** TASK INSTRUCTIONS **
Offset every coordinate in the answers by adding 31 to each number, then write out everything from the line containing "# point at: the green shrub" down to the end of the data, with the request lines included.

Items from a data source
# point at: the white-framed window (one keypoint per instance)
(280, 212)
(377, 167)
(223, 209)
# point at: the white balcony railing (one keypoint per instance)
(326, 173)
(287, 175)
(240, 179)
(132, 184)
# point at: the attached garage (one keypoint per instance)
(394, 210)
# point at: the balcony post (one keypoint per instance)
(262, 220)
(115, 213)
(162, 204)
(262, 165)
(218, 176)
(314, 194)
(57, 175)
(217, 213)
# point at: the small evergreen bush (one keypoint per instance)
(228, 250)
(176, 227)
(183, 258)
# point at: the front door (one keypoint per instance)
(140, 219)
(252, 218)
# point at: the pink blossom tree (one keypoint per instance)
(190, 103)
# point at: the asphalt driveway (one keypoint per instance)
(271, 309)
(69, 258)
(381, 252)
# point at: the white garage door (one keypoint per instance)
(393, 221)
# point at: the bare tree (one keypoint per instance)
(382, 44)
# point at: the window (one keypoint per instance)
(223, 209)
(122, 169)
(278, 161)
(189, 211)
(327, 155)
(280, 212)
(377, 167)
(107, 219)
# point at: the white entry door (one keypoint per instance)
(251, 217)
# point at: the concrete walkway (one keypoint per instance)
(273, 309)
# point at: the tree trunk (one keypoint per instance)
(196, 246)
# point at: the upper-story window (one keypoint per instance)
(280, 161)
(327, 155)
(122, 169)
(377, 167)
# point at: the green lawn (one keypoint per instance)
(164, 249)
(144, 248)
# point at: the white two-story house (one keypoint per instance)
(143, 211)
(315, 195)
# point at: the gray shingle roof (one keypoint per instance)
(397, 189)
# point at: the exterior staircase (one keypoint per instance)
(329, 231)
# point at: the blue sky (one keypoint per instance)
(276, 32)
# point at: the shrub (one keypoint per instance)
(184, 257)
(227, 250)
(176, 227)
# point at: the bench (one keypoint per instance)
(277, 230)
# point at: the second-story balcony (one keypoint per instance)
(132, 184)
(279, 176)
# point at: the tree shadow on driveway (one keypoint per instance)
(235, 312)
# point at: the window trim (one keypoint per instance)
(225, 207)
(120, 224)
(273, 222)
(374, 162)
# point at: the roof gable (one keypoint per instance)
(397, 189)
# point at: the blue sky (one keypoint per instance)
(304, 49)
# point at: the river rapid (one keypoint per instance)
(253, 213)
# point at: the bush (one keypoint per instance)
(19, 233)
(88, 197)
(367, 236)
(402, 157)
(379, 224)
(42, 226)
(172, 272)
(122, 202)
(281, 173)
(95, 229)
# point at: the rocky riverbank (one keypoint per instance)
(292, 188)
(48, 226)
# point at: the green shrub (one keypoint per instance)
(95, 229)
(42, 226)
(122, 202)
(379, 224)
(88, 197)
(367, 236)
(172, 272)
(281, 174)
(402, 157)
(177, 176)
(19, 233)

** PROBLEM SOLUTION **
# point at: the green shrub (one keypoint per instance)
(126, 260)
(73, 257)
(153, 233)
(410, 255)
(119, 228)
(398, 267)
(203, 303)
(312, 205)
(433, 188)
(208, 207)
(50, 264)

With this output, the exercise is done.